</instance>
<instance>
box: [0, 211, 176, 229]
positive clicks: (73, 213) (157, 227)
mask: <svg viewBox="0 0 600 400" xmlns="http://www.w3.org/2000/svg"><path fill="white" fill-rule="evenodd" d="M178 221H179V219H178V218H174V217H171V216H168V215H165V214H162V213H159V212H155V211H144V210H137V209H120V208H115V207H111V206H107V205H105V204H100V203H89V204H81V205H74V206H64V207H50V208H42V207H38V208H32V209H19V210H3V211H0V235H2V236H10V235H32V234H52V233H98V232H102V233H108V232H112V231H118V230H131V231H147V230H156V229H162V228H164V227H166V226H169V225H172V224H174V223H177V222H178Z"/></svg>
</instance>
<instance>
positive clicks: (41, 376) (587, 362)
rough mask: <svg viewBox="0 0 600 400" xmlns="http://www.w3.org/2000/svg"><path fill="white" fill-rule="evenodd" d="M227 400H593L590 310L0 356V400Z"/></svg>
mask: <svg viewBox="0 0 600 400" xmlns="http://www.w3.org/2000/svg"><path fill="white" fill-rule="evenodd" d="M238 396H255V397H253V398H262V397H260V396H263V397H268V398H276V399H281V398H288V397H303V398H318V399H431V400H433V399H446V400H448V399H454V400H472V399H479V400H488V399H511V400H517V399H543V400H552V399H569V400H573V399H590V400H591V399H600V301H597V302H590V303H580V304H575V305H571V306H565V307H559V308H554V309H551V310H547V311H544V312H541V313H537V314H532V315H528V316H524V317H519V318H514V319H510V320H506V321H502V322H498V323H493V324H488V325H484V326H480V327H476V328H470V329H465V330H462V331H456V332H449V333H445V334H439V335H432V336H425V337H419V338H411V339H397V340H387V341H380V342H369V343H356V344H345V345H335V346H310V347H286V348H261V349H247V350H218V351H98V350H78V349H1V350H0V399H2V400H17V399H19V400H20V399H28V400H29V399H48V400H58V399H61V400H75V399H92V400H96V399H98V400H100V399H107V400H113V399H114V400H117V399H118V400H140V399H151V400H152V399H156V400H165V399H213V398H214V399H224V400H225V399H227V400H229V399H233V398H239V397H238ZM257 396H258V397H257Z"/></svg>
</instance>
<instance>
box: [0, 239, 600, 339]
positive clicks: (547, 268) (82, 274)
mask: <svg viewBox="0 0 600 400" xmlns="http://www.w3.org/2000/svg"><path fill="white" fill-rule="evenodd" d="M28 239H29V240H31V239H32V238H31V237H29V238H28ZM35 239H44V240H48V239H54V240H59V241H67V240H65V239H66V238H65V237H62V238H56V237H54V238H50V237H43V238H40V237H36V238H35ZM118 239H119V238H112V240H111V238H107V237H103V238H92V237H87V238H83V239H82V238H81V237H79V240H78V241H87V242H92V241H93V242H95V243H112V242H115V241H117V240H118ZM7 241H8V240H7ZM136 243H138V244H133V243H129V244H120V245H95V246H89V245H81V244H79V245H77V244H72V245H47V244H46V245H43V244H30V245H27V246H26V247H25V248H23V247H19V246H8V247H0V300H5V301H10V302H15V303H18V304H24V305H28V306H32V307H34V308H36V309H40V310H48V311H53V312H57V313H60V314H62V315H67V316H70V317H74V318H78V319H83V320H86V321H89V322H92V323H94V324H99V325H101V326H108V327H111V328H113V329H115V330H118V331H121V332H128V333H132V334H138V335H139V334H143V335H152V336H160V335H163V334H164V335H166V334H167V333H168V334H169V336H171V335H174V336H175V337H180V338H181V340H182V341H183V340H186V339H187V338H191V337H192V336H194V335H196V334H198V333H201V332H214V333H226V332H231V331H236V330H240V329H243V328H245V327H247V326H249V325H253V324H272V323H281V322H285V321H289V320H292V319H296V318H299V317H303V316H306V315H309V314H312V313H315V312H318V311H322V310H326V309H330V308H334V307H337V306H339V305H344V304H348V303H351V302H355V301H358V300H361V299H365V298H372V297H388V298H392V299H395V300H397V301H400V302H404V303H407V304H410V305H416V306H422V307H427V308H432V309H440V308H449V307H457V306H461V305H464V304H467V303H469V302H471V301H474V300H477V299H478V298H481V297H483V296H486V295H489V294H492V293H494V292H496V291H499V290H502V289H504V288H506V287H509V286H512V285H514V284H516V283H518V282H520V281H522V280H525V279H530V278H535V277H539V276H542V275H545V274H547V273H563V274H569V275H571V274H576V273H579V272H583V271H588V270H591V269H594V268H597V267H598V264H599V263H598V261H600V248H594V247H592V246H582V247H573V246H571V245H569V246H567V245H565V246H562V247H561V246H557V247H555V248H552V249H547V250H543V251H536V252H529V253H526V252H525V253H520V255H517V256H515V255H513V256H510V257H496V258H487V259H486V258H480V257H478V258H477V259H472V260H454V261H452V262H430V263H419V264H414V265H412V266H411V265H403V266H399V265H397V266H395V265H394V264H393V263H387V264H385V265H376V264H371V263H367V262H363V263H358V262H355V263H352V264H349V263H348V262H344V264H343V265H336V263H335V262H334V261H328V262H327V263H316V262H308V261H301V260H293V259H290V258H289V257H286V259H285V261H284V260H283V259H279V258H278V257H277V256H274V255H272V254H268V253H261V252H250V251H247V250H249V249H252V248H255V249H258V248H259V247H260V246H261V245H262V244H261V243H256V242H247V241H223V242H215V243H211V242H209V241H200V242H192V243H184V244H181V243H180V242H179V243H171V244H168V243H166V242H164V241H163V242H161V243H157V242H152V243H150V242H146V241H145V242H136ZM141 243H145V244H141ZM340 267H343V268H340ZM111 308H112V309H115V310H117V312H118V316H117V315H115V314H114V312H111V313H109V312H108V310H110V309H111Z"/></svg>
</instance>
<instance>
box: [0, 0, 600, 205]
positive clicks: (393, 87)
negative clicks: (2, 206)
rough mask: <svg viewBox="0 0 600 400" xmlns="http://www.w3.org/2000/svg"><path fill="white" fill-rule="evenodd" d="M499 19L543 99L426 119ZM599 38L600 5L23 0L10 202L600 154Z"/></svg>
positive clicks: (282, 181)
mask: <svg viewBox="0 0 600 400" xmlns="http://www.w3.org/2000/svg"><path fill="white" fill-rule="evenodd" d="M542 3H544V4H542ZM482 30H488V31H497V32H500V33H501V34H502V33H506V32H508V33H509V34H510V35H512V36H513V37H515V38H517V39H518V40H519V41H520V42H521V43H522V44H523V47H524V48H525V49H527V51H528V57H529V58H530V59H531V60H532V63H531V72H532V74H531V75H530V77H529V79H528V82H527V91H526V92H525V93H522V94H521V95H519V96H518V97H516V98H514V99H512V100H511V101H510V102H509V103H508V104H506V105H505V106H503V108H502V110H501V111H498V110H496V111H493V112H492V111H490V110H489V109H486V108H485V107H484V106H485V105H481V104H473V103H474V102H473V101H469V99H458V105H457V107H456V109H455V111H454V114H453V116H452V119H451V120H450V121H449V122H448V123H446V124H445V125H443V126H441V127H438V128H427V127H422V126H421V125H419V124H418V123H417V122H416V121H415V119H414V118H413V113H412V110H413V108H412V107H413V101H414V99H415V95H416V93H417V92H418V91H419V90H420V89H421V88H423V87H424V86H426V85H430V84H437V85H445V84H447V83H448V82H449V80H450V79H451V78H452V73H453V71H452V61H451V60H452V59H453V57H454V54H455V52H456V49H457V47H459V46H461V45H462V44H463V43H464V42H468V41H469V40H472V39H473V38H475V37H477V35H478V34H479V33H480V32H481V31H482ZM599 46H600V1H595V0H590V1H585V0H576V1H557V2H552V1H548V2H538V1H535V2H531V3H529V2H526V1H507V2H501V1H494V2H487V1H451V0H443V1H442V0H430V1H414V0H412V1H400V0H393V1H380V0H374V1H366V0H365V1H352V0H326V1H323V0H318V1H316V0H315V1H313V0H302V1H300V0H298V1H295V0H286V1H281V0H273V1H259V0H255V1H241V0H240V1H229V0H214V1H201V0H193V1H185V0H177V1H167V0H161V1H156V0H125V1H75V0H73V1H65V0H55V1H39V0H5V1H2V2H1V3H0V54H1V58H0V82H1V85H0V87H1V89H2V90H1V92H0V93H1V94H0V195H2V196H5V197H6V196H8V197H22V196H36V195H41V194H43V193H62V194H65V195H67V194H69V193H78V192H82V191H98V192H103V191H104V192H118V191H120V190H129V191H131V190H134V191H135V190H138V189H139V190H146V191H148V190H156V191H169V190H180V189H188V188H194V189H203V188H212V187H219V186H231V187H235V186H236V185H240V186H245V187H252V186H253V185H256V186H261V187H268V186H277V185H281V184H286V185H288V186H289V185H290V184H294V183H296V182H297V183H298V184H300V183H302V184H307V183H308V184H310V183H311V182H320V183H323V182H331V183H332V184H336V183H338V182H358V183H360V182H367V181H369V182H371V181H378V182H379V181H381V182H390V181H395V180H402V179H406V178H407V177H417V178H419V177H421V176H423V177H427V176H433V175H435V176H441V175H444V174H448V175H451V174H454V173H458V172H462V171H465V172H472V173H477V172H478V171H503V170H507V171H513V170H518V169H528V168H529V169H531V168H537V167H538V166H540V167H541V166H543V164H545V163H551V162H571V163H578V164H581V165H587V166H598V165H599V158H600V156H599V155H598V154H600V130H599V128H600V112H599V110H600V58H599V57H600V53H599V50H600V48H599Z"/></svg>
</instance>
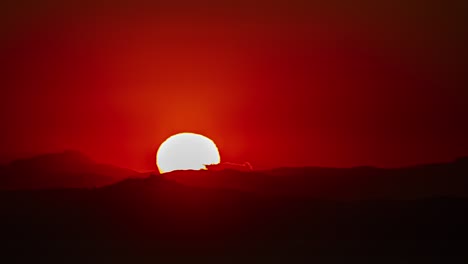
────────
### Task item
Copy out every line of the data in which the word "positive" is found.

### Response to the task
positive clicks: (73, 213) (157, 227)
positive clicks: (41, 376) (587, 362)
positive clicks: (547, 268) (82, 274)
positive clicks: (393, 87)
positive clicks: (282, 181)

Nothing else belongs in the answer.